## [EXERCISE AIM]
What is needed is an exact copy of the entries below, from the line that contains "near house shown in this photo." through the final line, both included, and nothing else.

(Stored records)
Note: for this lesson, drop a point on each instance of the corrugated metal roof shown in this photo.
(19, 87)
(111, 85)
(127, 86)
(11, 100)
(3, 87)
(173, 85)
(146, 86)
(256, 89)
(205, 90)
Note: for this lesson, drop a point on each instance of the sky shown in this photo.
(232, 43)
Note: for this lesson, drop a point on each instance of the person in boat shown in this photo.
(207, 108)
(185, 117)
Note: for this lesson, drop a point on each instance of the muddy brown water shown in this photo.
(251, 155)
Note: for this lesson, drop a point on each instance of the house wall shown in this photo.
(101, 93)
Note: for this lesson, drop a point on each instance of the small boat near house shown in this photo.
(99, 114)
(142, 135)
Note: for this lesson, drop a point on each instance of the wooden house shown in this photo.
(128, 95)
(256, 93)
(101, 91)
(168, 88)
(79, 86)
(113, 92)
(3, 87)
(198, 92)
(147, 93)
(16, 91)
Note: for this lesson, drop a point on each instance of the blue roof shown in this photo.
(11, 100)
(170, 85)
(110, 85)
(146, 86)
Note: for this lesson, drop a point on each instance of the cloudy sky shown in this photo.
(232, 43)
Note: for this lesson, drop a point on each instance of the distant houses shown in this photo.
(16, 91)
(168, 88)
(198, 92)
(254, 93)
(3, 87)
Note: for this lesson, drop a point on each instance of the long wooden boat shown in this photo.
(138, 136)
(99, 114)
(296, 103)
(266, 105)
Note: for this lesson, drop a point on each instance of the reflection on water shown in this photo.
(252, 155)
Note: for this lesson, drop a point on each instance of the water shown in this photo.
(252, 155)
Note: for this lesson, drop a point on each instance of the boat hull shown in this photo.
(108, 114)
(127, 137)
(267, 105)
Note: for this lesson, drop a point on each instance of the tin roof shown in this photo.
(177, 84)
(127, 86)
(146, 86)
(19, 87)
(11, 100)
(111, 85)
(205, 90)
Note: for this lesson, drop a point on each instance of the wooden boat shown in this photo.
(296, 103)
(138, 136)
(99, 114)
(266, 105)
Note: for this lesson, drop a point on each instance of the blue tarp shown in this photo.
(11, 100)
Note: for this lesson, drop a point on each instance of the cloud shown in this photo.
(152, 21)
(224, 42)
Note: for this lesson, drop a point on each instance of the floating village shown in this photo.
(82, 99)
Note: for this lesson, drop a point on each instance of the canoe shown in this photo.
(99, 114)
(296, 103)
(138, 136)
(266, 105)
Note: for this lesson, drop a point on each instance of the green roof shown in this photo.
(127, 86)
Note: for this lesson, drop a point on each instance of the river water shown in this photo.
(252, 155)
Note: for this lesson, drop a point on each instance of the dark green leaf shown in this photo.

## [REPLY]
Note: for this lesson, drop a point on each instance of the small boat near house shown in this photo.
(99, 114)
(142, 135)
Note: for this lesson, drop a point on each instance of the wooden house shown in this photo.
(128, 95)
(256, 93)
(101, 91)
(168, 88)
(79, 86)
(113, 92)
(3, 87)
(198, 92)
(147, 93)
(16, 91)
Note: for this lesson, drop a point on each instance of the blue roof shown in this photo.
(11, 100)
(170, 85)
(110, 85)
(146, 86)
Note: for this lesson, drop a point on each instance of the cloudy sky shown in this photo.
(232, 43)
Note: for this lesson, drop a point on each instance of the distant houses shown in this photo.
(16, 91)
(168, 88)
(198, 92)
(254, 93)
(3, 87)
Note: for this lesson, drop a point on each instance of the long wooden boat shown in this photo.
(138, 136)
(99, 114)
(296, 103)
(266, 105)
Note: for this lesson, drop a point on each instance of the reflection on water shown in this photo.
(252, 155)
Note: for this lesson, drop a point on each instance of the water shown in this photo.
(252, 155)
Note: for this lesson, drop a point on each instance of the boat hull shown in this photo.
(108, 114)
(127, 137)
(267, 105)
Note: for this lesson, drop a point on each instance of the tin roof shown in this photo.
(177, 84)
(127, 86)
(146, 86)
(19, 87)
(11, 100)
(111, 85)
(205, 90)
Note: for this lesson, drop a point on each instance of the wooden boat shown in this photo.
(296, 103)
(138, 136)
(99, 114)
(266, 105)
Note: for this lesson, drop a point on each instance of the blue tarp shown in this photo.
(11, 100)
Note: for this lesson, drop a point on each instance of the cloud shown in this photo.
(152, 21)
(224, 42)
Note: for this lesson, drop a point on each instance of the floating village shown in this photo.
(82, 99)
Note: for this lesson, drop a point on each instance of the canoe shown in this photo.
(99, 114)
(296, 103)
(138, 136)
(266, 105)
Note: for this lesson, drop a point on each instance of the green roof shown in this photo.
(127, 86)
Note: for this lesson, drop a point on each instance of the river water shown in this photo.
(252, 155)
Note: for this lesson, drop a point on each instance of the dark green leaf shown in this photo.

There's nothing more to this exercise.